Transcribe the data that follows precisely, omitting nothing.
Supplied data section start
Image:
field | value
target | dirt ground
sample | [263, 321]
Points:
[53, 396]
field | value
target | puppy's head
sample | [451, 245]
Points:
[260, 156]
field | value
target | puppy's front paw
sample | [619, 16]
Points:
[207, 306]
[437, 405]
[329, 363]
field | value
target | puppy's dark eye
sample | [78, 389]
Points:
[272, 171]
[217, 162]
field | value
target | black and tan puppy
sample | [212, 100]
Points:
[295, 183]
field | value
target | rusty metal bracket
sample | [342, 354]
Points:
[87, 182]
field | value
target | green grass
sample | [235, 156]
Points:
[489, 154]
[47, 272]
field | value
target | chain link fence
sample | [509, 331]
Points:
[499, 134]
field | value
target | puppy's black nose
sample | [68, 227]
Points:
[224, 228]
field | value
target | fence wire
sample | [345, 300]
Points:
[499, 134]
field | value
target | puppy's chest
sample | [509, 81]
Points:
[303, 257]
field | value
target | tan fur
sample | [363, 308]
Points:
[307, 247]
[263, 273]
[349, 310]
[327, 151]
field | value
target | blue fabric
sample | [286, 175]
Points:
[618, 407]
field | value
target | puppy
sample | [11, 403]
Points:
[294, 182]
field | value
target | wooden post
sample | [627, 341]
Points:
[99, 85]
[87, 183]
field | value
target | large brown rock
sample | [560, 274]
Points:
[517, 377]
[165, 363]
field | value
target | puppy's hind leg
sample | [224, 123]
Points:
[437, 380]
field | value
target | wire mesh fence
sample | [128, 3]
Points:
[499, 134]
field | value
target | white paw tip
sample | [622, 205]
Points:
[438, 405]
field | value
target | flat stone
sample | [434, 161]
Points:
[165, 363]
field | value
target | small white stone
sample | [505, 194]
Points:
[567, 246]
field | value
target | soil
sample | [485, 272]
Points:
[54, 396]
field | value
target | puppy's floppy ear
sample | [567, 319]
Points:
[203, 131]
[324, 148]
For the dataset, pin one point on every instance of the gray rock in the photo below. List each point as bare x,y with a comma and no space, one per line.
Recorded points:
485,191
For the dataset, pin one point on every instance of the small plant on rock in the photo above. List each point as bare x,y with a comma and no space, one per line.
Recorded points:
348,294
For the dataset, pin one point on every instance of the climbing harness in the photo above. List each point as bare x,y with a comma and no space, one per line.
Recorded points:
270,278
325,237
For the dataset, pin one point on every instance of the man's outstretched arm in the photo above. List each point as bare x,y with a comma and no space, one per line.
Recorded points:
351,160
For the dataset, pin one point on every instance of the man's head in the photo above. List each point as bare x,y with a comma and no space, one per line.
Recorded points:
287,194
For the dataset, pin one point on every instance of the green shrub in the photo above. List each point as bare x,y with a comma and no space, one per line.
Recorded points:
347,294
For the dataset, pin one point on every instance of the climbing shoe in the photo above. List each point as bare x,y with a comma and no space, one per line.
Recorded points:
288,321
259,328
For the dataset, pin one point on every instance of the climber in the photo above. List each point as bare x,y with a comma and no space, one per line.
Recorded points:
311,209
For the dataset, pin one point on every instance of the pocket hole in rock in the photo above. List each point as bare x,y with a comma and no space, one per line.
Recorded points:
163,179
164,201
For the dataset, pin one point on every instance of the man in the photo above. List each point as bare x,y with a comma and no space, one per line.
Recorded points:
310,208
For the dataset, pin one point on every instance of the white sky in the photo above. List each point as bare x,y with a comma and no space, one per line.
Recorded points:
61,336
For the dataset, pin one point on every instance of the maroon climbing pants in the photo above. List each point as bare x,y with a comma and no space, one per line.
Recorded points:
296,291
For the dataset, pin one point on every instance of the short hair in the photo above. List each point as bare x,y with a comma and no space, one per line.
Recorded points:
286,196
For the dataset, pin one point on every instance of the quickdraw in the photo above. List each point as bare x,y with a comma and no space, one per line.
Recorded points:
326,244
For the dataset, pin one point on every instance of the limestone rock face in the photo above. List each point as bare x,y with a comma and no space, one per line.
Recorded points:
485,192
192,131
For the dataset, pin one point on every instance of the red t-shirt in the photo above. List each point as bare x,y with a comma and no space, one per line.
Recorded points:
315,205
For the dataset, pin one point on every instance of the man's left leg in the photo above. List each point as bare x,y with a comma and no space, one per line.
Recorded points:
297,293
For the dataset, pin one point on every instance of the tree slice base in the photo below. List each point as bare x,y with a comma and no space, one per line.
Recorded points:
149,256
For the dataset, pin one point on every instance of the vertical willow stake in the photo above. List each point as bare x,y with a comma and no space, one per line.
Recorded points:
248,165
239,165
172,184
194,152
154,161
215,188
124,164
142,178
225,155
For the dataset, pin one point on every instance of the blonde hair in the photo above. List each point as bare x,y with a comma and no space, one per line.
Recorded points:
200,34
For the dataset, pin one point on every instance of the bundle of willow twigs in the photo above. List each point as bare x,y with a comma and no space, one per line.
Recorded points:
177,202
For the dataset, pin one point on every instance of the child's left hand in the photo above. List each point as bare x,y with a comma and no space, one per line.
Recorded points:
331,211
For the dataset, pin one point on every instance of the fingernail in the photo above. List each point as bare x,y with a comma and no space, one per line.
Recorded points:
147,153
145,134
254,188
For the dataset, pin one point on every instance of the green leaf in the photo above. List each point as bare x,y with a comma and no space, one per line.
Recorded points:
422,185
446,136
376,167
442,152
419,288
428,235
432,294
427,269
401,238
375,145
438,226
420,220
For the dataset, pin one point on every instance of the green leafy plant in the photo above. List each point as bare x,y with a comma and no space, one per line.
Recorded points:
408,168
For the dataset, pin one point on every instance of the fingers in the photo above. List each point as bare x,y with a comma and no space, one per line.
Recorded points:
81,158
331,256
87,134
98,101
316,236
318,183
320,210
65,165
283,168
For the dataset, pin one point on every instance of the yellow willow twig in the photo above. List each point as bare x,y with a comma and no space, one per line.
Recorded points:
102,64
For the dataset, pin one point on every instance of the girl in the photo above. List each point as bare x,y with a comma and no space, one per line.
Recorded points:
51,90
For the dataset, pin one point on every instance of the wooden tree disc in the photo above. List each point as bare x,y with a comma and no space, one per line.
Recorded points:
Supplied data section end
--- Result of the exercise ---
Image:
field | value
target | dirt ground
sample | [263, 321]
Points:
[53, 396]
field | value
target | puppy's head
sample | [451, 245]
Points:
[260, 156]
field | value
target | puppy's front paw
sample | [619, 16]
Points:
[207, 306]
[437, 405]
[329, 363]
field | value
target | puppy's dark eye
sample | [78, 389]
Points:
[272, 171]
[217, 162]
field | value
target | black and tan puppy
sample | [212, 100]
Points:
[295, 183]
field | value
target | rusty metal bracket
sample | [342, 354]
Points:
[87, 182]
field | value
target | green grass
sample | [235, 156]
Points:
[489, 154]
[47, 272]
field | value
target | chain link fence
sample | [509, 331]
Points:
[499, 134]
field | value
target | puppy's black nose
sample | [68, 227]
Points:
[224, 228]
field | value
target | fence wire
sample | [345, 300]
Points:
[499, 134]
field | value
target | puppy's chest
sample | [509, 81]
Points:
[303, 257]
field | value
target | tan fur
sample | [363, 308]
Points:
[307, 247]
[263, 273]
[349, 310]
[327, 151]
field | value
target | blue fabric
sample | [286, 175]
Points:
[618, 407]
field | value
target | puppy
sample | [11, 403]
Points:
[294, 182]
field | value
target | wooden post
sample | [627, 341]
Points:
[99, 85]
[87, 183]
field | value
target | large brown rock
sample | [560, 274]
Points:
[517, 377]
[165, 363]
field | value
target | puppy's hind leg
sample | [224, 123]
Points:
[437, 380]
field | value
target | wire mesh fence
sample | [128, 3]
Points:
[499, 134]
field | value
target | white paw tip
sample | [622, 205]
Points:
[438, 405]
field | value
target | flat stone
sample | [434, 161]
Points:
[165, 363]
field | value
target | small white stone
sample | [505, 194]
Points:
[567, 246]
field | value
target | soil
sample | [485, 272]
Points:
[54, 396]
field | value
target | puppy's floppy ear
sample | [567, 319]
Points:
[203, 131]
[324, 148]
For the dataset, pin one point on every instance of the gray rock in the photo below. List each point as bare x,y with a comma and no space, one per line.
Recorded points:
485,191
For the dataset, pin one point on every instance of the small plant on rock in the photo above. List each point as bare x,y with a comma and no space, one per line.
Recorded points:
348,294
For the dataset, pin one point on every instance of the climbing harness in the photo above. List each point as bare x,y with a comma and no space, one per line.
Recorded points:
270,278
325,237
For the dataset, pin one point on every instance of the man's outstretched arm in the photo above. List each point as bare x,y with a comma and no space, one per line.
Recorded points:
351,160
For the dataset, pin one point on every instance of the man's head in the photo above. List each point as bare x,y with a comma and no space, one per line.
Recorded points:
287,194
For the dataset, pin one point on every instance of the green shrub in the photo above. List each point as bare x,y with a comma and no space, one per line.
Recorded points:
347,294
For the dataset, pin one point on every instance of the climbing shoe in the photo above. List each point as bare x,y with a comma and no space, one per line.
Recorded points:
288,321
259,328
For the dataset, pin one point on every instance of the climber in the photo above. List each point as bare x,y with a comma and no space, one per line.
Recorded points:
311,209
For the dataset, pin one point on every instance of the pocket hole in rock in the photo above. List each point as bare x,y with a comma and no space, one per line.
Recorded points:
163,179
164,201
For the dataset, pin one point on every instance of the man in the photo above. List each point as bare x,y with a comma and no space, one per line.
Recorded points:
310,208
For the dataset, pin one point on every instance of the white sky in the photo above. List each point as bare x,y with a comma and no space, one per line.
Recorded points:
61,336
For the dataset, pin one point on every instance of the maroon climbing pants in the photo above. List each point as bare x,y with a comma and no space, one per line.
Recorded points:
296,291
For the dataset, pin one point on every instance of the short hair in the photo above. List each point as bare x,y with a comma and no space, one per line.
Recorded points:
286,196
For the dataset, pin one point on every instance of the quickdraw in the photo above. List each point as bare x,y with a comma and no space, one per line.
Recorded points:
326,244
For the dataset, pin one point on every instance of the limestone rock face in the photo above. List each point as bare x,y with a comma and no space, one per line.
Recorded points:
485,192
192,131
For the dataset, pin one point on every instance of the red t-shirt in the photo above. List each point as bare x,y with a comma and no space, one per line.
Recorded points:
315,205
For the dataset, pin one point on every instance of the man's left leg in the photo above. List each point as bare x,y with a comma and no space, one per line.
Recorded points:
297,293
For the dataset, pin one point on every instance of the tree slice base in the photo below. List each point as bare x,y with a comma and no space, one per line.
Recorded points:
149,256
For the dataset, pin one point on every instance of the vertical willow stake in the photo above. List each point as bare x,y with a comma and no space, one per line.
Recorded points:
248,165
239,165
172,184
194,152
154,161
215,188
124,164
142,178
225,155
For the dataset, pin one point on every instance of the blonde hair in the photo above. List each point as bare x,y with a comma and no space, one per line.
Recorded points:
200,34
For the dataset, pin one point on every instance of the bundle of willow twigs in the photo above. List each point as bare x,y with a comma and no space, one per line.
Recorded points:
177,202
For the dataset, pin one point on every instance of the child's left hand in the photo above. List each point as bare x,y with a comma and no space, one per line.
Recorded points:
331,211
For the dataset, pin one point on every instance of the fingernail in the photo above. List each point as bare x,y with a comma and no space, one per line.
Recorded points:
147,153
145,134
254,188
For the dataset, pin one point on every instance of the green leaf in the photo above. List each point as bare x,y with a comma and no space, one per line.
Recorded points:
422,185
446,136
376,167
442,152
419,288
428,235
432,294
427,269
401,238
375,145
438,226
420,220
For the dataset, pin one point on every instance of the green leafy plant in the photo above. List each point as bare x,y with a comma and no space, one per line.
Recorded points:
408,168
For the dataset, pin one point on every instance of the fingers in the photo above. List each point as bare x,y with a comma and no space, one per line.
Recorded points:
81,158
331,256
87,134
98,101
316,236
318,183
320,210
65,165
283,168
For the dataset, pin one point on every instance of the yellow willow twig in the photo above. List each point as bare x,y with a comma and no space, one per line.
Recorded points:
102,64
For the dataset, pin one point on every instance of the girl in the photo above. List each point as bare x,y with a comma and no space, one per line.
Recorded points:
51,90
For the dataset, pin one point on every instance of the wooden tree disc in the photo above. List each point as bare x,y with a comma and no space, one per line.
Recorded points:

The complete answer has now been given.